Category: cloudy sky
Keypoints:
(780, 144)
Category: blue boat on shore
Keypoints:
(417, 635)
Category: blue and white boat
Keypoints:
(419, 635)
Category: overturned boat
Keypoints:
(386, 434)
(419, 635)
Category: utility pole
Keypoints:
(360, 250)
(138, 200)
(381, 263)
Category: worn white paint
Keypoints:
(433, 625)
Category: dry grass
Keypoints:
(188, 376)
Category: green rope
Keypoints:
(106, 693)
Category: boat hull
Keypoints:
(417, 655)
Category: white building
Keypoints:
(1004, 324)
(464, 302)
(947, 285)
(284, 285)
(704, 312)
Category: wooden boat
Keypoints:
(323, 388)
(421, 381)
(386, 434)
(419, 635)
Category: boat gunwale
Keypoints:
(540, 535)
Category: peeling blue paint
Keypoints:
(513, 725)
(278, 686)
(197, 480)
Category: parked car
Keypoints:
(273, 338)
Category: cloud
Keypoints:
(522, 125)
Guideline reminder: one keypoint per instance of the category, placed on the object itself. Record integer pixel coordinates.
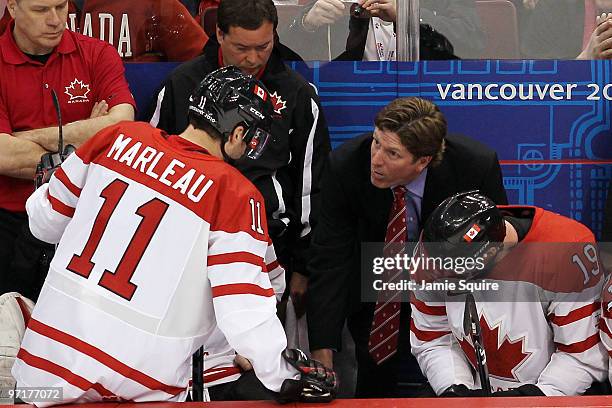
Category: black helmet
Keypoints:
(227, 98)
(464, 225)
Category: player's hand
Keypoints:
(600, 43)
(243, 363)
(297, 291)
(323, 12)
(99, 109)
(383, 9)
(316, 383)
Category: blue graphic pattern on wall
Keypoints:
(549, 121)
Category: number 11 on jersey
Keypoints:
(256, 216)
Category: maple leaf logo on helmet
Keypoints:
(277, 102)
(77, 91)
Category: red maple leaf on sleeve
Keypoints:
(503, 358)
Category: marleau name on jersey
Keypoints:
(187, 181)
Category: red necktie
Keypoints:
(384, 333)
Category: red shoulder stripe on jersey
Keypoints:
(272, 266)
(214, 374)
(102, 357)
(241, 289)
(426, 335)
(424, 308)
(575, 315)
(69, 376)
(61, 176)
(60, 207)
(603, 326)
(233, 257)
(580, 346)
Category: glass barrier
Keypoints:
(325, 30)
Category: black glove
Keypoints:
(49, 162)
(527, 390)
(461, 390)
(317, 383)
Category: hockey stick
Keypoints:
(51, 160)
(471, 326)
(197, 376)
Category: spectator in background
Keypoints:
(37, 55)
(563, 29)
(144, 30)
(369, 182)
(289, 171)
(333, 29)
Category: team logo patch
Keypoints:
(260, 92)
(77, 91)
(277, 102)
(471, 234)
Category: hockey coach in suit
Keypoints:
(409, 157)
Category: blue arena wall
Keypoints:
(549, 121)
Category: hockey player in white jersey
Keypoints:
(161, 243)
(537, 304)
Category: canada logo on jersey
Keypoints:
(277, 102)
(503, 359)
(77, 91)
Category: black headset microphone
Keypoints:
(51, 160)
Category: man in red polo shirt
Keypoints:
(37, 55)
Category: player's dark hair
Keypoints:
(419, 124)
(247, 14)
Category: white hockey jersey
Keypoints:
(160, 244)
(539, 327)
(219, 367)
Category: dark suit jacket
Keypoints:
(354, 211)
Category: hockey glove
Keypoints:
(49, 162)
(460, 390)
(317, 383)
(527, 390)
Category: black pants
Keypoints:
(398, 376)
(24, 260)
(247, 387)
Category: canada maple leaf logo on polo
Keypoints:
(277, 102)
(503, 358)
(77, 91)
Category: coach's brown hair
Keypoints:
(419, 124)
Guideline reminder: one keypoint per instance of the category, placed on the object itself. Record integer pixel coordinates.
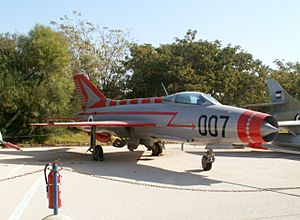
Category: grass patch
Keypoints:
(79, 138)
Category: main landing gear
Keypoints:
(96, 150)
(208, 159)
(157, 148)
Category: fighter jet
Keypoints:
(286, 110)
(8, 144)
(192, 117)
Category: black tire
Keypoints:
(205, 164)
(98, 153)
(157, 149)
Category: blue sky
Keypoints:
(268, 29)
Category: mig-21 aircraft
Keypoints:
(192, 117)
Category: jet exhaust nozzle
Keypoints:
(269, 129)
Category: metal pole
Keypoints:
(55, 188)
(93, 136)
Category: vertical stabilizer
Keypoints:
(90, 96)
(279, 95)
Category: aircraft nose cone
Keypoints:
(266, 129)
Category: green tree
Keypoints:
(288, 75)
(100, 52)
(228, 73)
(36, 74)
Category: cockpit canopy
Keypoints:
(193, 98)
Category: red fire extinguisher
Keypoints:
(51, 187)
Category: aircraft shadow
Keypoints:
(116, 164)
(249, 154)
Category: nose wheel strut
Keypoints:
(207, 160)
(96, 150)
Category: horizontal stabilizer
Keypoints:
(97, 123)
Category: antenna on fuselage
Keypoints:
(166, 92)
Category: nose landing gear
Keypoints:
(208, 159)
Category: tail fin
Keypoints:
(90, 96)
(280, 96)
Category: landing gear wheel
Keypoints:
(98, 153)
(206, 164)
(157, 149)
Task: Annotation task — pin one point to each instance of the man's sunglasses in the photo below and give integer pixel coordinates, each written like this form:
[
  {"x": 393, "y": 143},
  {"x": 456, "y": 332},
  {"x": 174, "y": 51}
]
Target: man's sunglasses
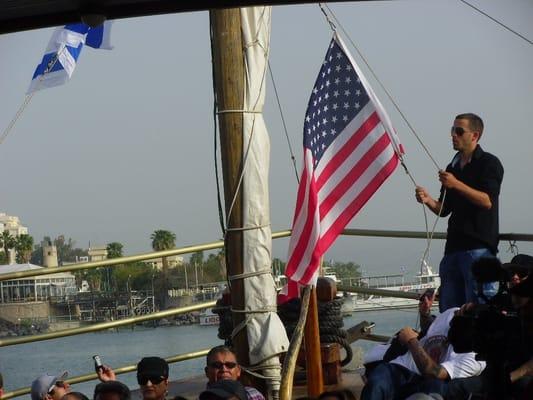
[
  {"x": 459, "y": 131},
  {"x": 57, "y": 384},
  {"x": 143, "y": 379},
  {"x": 219, "y": 364},
  {"x": 522, "y": 273}
]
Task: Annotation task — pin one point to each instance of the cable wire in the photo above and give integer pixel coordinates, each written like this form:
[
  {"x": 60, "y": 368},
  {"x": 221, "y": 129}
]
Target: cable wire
[{"x": 498, "y": 22}]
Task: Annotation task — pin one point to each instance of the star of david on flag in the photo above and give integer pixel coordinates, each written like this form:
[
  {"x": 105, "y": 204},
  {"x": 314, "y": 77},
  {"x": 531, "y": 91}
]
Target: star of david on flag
[{"x": 63, "y": 51}]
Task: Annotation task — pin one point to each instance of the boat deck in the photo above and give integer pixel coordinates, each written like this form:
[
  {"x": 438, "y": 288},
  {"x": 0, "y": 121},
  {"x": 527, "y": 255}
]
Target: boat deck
[{"x": 191, "y": 387}]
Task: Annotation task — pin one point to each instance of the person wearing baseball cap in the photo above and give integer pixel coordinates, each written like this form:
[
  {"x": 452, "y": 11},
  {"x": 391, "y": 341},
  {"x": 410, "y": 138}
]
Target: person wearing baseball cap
[
  {"x": 111, "y": 390},
  {"x": 49, "y": 387}
]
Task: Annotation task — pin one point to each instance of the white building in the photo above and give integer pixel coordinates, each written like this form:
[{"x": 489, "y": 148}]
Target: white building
[{"x": 35, "y": 288}]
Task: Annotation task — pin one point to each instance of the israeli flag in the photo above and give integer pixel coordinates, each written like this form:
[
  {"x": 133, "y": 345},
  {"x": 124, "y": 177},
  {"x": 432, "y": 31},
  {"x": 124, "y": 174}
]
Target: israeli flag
[{"x": 63, "y": 52}]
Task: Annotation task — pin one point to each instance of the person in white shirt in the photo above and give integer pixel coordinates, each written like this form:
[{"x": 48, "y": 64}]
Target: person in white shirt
[{"x": 426, "y": 367}]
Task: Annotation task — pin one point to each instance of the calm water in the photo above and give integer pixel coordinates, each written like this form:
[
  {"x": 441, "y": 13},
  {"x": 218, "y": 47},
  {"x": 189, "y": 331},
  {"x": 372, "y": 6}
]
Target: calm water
[{"x": 21, "y": 364}]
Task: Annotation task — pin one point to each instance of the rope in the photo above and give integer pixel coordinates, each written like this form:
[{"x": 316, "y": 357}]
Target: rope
[
  {"x": 215, "y": 134},
  {"x": 16, "y": 117},
  {"x": 498, "y": 22},
  {"x": 247, "y": 228},
  {"x": 250, "y": 274},
  {"x": 239, "y": 111},
  {"x": 283, "y": 122},
  {"x": 330, "y": 322},
  {"x": 28, "y": 98}
]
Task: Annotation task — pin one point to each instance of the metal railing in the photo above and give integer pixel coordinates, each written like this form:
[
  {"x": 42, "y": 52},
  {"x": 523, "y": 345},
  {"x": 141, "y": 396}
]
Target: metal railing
[
  {"x": 522, "y": 237},
  {"x": 118, "y": 371},
  {"x": 182, "y": 310},
  {"x": 105, "y": 325}
]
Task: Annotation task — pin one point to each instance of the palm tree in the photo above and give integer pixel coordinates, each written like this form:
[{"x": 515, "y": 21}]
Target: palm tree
[
  {"x": 24, "y": 247},
  {"x": 114, "y": 250},
  {"x": 163, "y": 240},
  {"x": 7, "y": 242}
]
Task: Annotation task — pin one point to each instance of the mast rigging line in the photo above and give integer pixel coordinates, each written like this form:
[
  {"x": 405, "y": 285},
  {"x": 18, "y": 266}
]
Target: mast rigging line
[
  {"x": 283, "y": 122},
  {"x": 496, "y": 21}
]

EXERCISE: For every line of the material above that contains the word "helmet", show the line.

ANSWER FOR THE TASK:
Category: black helmet
Category: maple leaf logo on helmet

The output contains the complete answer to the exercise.